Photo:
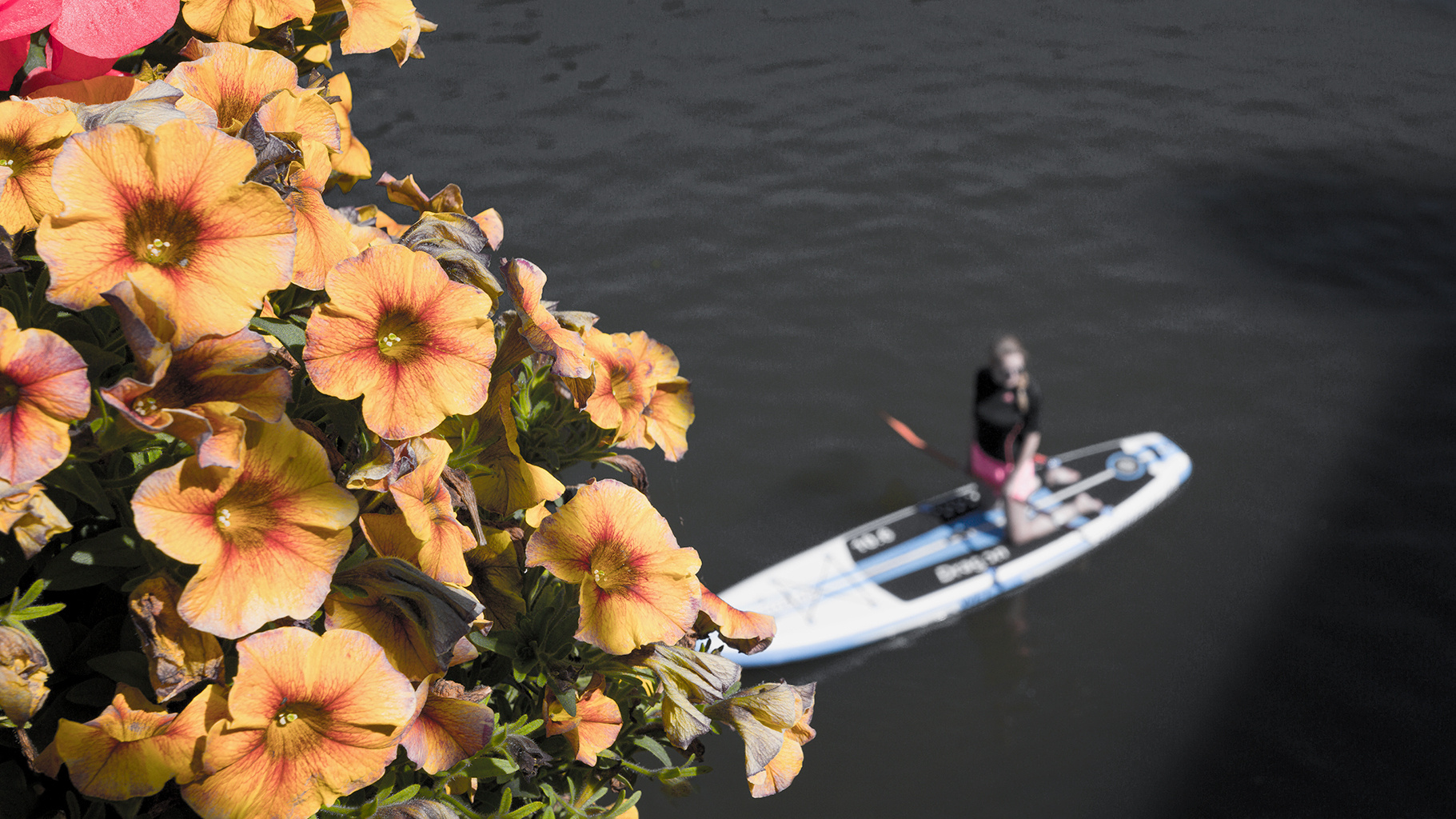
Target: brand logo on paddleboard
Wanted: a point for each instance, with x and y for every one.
(970, 565)
(871, 541)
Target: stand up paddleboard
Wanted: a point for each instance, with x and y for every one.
(923, 563)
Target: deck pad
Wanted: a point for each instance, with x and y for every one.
(927, 561)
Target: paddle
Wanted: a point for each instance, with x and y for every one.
(919, 443)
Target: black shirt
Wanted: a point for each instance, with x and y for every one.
(996, 416)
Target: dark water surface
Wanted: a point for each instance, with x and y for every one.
(1232, 222)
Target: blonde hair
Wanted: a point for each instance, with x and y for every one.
(1008, 346)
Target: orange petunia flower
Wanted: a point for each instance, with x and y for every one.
(376, 25)
(596, 725)
(425, 532)
(131, 749)
(325, 238)
(638, 586)
(30, 142)
(667, 416)
(239, 21)
(638, 393)
(267, 535)
(450, 726)
(768, 717)
(417, 346)
(353, 162)
(785, 765)
(95, 90)
(174, 216)
(223, 83)
(178, 656)
(42, 390)
(198, 394)
(746, 631)
(129, 102)
(301, 115)
(312, 719)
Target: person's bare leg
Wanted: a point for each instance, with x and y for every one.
(1024, 529)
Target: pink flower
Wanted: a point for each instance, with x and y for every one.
(85, 35)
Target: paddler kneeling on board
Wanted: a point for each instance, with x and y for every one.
(1008, 423)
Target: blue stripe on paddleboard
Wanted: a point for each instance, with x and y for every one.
(977, 540)
(772, 657)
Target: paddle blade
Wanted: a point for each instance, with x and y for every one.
(904, 432)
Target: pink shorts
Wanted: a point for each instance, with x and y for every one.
(995, 471)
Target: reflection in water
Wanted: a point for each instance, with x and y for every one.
(999, 630)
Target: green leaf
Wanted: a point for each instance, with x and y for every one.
(622, 808)
(34, 613)
(654, 748)
(287, 333)
(494, 767)
(97, 359)
(79, 480)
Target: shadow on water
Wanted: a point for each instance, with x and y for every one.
(1347, 700)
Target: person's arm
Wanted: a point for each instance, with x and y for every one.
(1028, 450)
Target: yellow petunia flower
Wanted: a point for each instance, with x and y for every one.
(594, 726)
(172, 214)
(450, 726)
(417, 346)
(638, 586)
(310, 719)
(425, 531)
(239, 21)
(265, 537)
(225, 83)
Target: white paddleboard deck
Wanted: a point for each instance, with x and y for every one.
(943, 556)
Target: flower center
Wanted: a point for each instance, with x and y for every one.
(145, 406)
(399, 338)
(9, 393)
(162, 234)
(612, 567)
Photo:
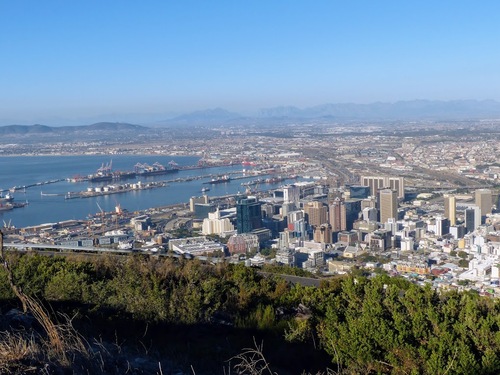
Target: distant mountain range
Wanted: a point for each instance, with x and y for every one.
(413, 110)
(97, 127)
(403, 110)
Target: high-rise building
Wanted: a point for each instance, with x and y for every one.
(323, 233)
(359, 192)
(291, 194)
(316, 213)
(370, 214)
(484, 202)
(377, 183)
(350, 212)
(442, 225)
(248, 214)
(450, 208)
(335, 213)
(472, 218)
(388, 203)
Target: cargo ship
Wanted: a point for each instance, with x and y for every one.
(102, 174)
(153, 170)
(7, 198)
(219, 180)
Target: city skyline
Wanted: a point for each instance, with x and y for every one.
(75, 61)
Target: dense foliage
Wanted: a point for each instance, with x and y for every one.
(366, 325)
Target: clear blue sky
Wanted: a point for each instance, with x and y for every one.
(70, 60)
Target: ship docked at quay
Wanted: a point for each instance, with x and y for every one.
(105, 173)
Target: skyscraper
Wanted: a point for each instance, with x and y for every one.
(450, 208)
(248, 214)
(359, 192)
(472, 218)
(484, 201)
(388, 203)
(316, 213)
(336, 215)
(377, 183)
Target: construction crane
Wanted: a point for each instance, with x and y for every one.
(102, 211)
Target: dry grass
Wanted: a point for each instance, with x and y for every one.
(61, 338)
(14, 346)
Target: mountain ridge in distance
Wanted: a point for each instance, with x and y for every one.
(99, 126)
(378, 111)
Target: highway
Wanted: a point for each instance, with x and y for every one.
(60, 250)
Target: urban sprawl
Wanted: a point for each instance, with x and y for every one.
(419, 200)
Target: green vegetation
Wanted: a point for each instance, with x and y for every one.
(377, 325)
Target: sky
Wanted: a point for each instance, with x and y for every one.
(65, 62)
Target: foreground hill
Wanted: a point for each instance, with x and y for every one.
(376, 325)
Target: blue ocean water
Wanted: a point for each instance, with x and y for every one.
(22, 171)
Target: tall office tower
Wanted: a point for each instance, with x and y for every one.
(370, 202)
(360, 192)
(388, 203)
(350, 212)
(291, 194)
(484, 201)
(370, 214)
(450, 208)
(248, 214)
(323, 233)
(472, 218)
(442, 226)
(377, 183)
(336, 215)
(316, 213)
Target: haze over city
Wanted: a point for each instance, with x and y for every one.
(69, 63)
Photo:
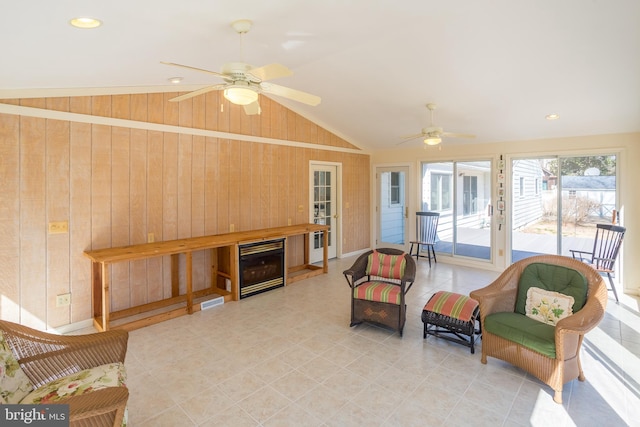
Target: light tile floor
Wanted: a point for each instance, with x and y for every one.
(289, 358)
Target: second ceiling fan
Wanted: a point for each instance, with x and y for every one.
(243, 83)
(432, 135)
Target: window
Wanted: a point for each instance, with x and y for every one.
(469, 195)
(440, 192)
(394, 190)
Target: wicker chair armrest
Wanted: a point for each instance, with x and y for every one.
(45, 357)
(500, 295)
(584, 320)
(104, 407)
(575, 252)
(409, 269)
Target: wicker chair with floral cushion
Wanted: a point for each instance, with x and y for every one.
(84, 371)
(379, 280)
(535, 315)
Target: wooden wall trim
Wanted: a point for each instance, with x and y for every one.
(133, 124)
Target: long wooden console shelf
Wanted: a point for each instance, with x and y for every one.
(224, 250)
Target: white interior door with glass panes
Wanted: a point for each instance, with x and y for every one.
(324, 209)
(392, 210)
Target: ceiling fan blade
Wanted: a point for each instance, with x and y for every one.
(412, 136)
(252, 109)
(215, 73)
(270, 72)
(458, 135)
(409, 138)
(296, 95)
(197, 92)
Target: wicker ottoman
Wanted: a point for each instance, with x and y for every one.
(453, 317)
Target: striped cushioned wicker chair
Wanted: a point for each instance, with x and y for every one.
(379, 280)
(549, 351)
(84, 371)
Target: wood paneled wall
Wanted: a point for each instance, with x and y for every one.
(115, 184)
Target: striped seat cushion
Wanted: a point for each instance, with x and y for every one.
(453, 305)
(378, 291)
(387, 266)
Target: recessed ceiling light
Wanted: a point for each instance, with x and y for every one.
(85, 23)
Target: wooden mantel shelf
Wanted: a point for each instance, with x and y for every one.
(102, 258)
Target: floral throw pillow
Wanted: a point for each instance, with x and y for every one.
(14, 383)
(109, 375)
(547, 306)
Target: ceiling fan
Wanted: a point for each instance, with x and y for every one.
(243, 82)
(432, 135)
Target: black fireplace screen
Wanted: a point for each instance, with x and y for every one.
(261, 267)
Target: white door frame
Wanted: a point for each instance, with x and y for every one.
(336, 229)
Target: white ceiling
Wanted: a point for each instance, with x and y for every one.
(495, 68)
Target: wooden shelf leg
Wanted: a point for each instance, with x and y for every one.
(189, 268)
(325, 251)
(106, 306)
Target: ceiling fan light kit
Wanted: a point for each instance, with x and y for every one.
(432, 140)
(240, 95)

→ **EXERCISE DETAILS**
Reproduce all of the material above word for word, leaving out the pictures.

→ **TASK ANSWER**
Photo:
Target: brand logo on paddleboard
Wanted: a point for each instance, with x and y for every one.
(970, 565)
(871, 541)
Target: stand up paddleboard
Wanted: a point for each instance, with x and y for every one.
(923, 563)
Target: deck pad
Wanted: a point for each instance, with x and y for every one.
(927, 561)
Target: paddle
Wanted: a point for each instance, with x and y for every one.
(919, 443)
Target: black shirt
Wanted: a point for each instance, with x and y for every one.
(996, 416)
Target: dark water surface
Wanted: a point for each instance, with x and y for every one.
(1232, 222)
Target: blonde hair
Wanted: a point for each instance, with x and y for every one.
(1008, 346)
Target: orange petunia flower
Wanted: a point for each instance, with x and y for every one.
(376, 25)
(596, 725)
(425, 532)
(131, 749)
(325, 238)
(638, 586)
(30, 142)
(667, 416)
(239, 21)
(638, 393)
(267, 535)
(450, 726)
(768, 717)
(417, 346)
(353, 162)
(785, 765)
(95, 90)
(174, 216)
(223, 83)
(178, 656)
(42, 390)
(198, 394)
(746, 631)
(129, 102)
(301, 115)
(312, 719)
Target: person's bare leg
Wanted: a point for each instance, with x and y for every one.
(1024, 529)
Target: pink flower
Wanted: a point for each instance, with x and y for every one.
(85, 35)
Target: paddler kneeling on board
Wanted: a point for each instance, with x and y for every one.
(1008, 423)
Target: blue stripe on paddleboard
Wanted: a point for each instance, with x and y for every one.
(977, 540)
(772, 657)
Target: paddle blade
Wanted: a point for each instance, with x and y for every one.
(904, 432)
Target: pink shorts
Wanted: a point for each instance, with x and y for every one.
(995, 471)
Target: reflection in water
Wanted: a point for each instance, with x and y for every one.
(999, 630)
Target: green leaf
Wanted: a point for each instance, with x and y for every one.
(622, 808)
(34, 613)
(654, 748)
(287, 333)
(494, 767)
(97, 359)
(79, 480)
Target: shadow on water
Wanted: a point for each instance, with x and y for every one.
(1347, 700)
Target: person's arm
Wanted: a point for each instance, with x and y for every one.
(1028, 450)
Target: yellow petunia flower
Wanted: a point for each instance, with x and y for every one.
(594, 726)
(172, 214)
(450, 726)
(417, 346)
(638, 586)
(310, 719)
(425, 531)
(239, 21)
(265, 537)
(225, 83)
Target: white paddleboard deck
Wanted: a point for each instance, with x and y for every one.
(943, 556)
Target: flower center
Wanted: a point for each instance, with x and y for every one.
(145, 406)
(399, 338)
(9, 393)
(162, 234)
(612, 567)
Photo:
Target: distant mountain range
Wanted: a point for each instance, with x and y for every one.
(413, 110)
(97, 127)
(403, 110)
Target: high-rise building
Wanted: a point for each instance, with x and y for every one.
(323, 233)
(359, 192)
(291, 194)
(316, 213)
(370, 214)
(484, 202)
(377, 183)
(350, 212)
(442, 225)
(248, 214)
(450, 208)
(335, 213)
(472, 218)
(388, 203)
Target: cargo ship
Wanted: a point for each instance, with x and y for every one.
(102, 174)
(153, 170)
(7, 198)
(219, 180)
Target: city skyline
Wanted: a point for each instance, with x and y for every one.
(75, 61)
Target: dense foliage
Wanted: a point for each instance, with x and y for every one.
(366, 325)
Target: clear blue sky
Wanted: a point for each instance, with x and y for every one.
(70, 60)
Target: ship docked at quay
Wanted: a point for each instance, with x and y for every one.
(105, 173)
Target: skyscraper
Wanted: a point for each instance, with x and y for every one.
(450, 208)
(248, 214)
(359, 192)
(472, 218)
(484, 201)
(388, 203)
(316, 213)
(336, 215)
(377, 183)
Target: construction crane
Wanted: a point for each instance, with x and y for every one.
(102, 211)
Target: dry grass
Wanted: a point for each instance, with x and y for every one.
(61, 338)
(14, 346)
Target: mountain ridge in distance
Wanted: a point for each instance, with x and y for every one.
(99, 126)
(378, 111)
Target: highway
Wanted: a point for each instance, with x and y for every one.
(60, 250)
Target: urban sprawl
Wanted: a point for each instance, with x and y for every one.
(419, 200)
Target: green vegetation
Wanted: a point for each instance, with x and y for every one.
(377, 325)
Target: sky
Wanted: a point for each instance, with x and y for every one.
(65, 62)
Target: foreground hill
Wanted: a point for each instance, with x and y for every one.
(376, 325)
Target: blue ocean water
Wanted: a point for each instance, with x and y for every one.
(22, 171)
Target: tall office tower
Wanted: a point for each instance, with x and y for every one.
(370, 202)
(360, 192)
(388, 203)
(350, 212)
(291, 194)
(484, 201)
(370, 214)
(450, 208)
(248, 214)
(323, 233)
(472, 218)
(442, 226)
(377, 183)
(336, 215)
(316, 213)
Target: haze over city
Wanted: a point for each instance, with x and y for every one.
(69, 63)
Photo:
Target: light tile floor
Wanted: a point for each instance, with x and y for every one.
(289, 358)
Target: second ceiling fan
Wanted: a point for each instance, with x and y for every one.
(243, 83)
(432, 135)
Target: window
Wanted: a point for each instance, with x and y for every one.
(469, 195)
(440, 192)
(394, 190)
Target: wicker chair armrest
Wanted: a point for each instance, with x and y for every one.
(45, 357)
(500, 295)
(584, 320)
(104, 407)
(575, 252)
(409, 269)
Target: wicker chair with floral cushion
Wanted: a point for each instance, with x and y for every one.
(84, 371)
(379, 280)
(535, 315)
Target: wooden wall trim
Wanted: a point for each instance, with x and y for every one.
(133, 124)
Target: long wooden console shelf
Wanted: a point for each instance, with x and y for every one.
(224, 250)
Target: white interior door with glass panes
Wanted: a point for each instance, with x and y for every one.
(324, 209)
(392, 210)
Target: ceiling fan blade
Wanted: a point for each instance, with x and y for every one.
(412, 136)
(252, 109)
(215, 73)
(270, 72)
(458, 135)
(409, 138)
(296, 95)
(197, 92)
Target: wicker ottoman
Wanted: a point for each instance, with x and y for every one.
(453, 317)
Target: striped cushioned wicker chair
Wanted: a point for each instance, with x and y for every one.
(379, 280)
(549, 351)
(84, 371)
Target: wood paneled wall
Wanted: a point for each instance, with x and y for every one.
(115, 184)
Target: striped seat cushion
Wanted: a point for each instance, with x and y for every one.
(453, 305)
(378, 291)
(387, 266)
Target: recessed ceiling light
Wanted: a point for each instance, with x and y for every one.
(85, 23)
Target: wooden mantel shelf
Wanted: a point for each instance, with x and y for every one.
(102, 258)
Target: floral throw pillow
Wanted: a point for each instance, with x and y for every one.
(14, 383)
(109, 375)
(547, 306)
Target: ceiling fan
Wanted: a point for each instance, with x and y for every one.
(243, 82)
(432, 135)
Target: black fireplace screen
Wanted: a point for each instance, with x and y for every one.
(261, 267)
Target: white door frame
Wanted: a point for each instance, with x and y for every one.
(336, 229)
Target: white ceiling
Wanted: a point for each instance, with x and y for every one.
(495, 68)
Target: wooden shelf leg
Wanted: a point for each instance, with x and y for every one.
(189, 268)
(325, 251)
(106, 306)
Target: ceiling fan light kit
Wanted: a point for each instance, with x and y for every one.
(432, 140)
(240, 95)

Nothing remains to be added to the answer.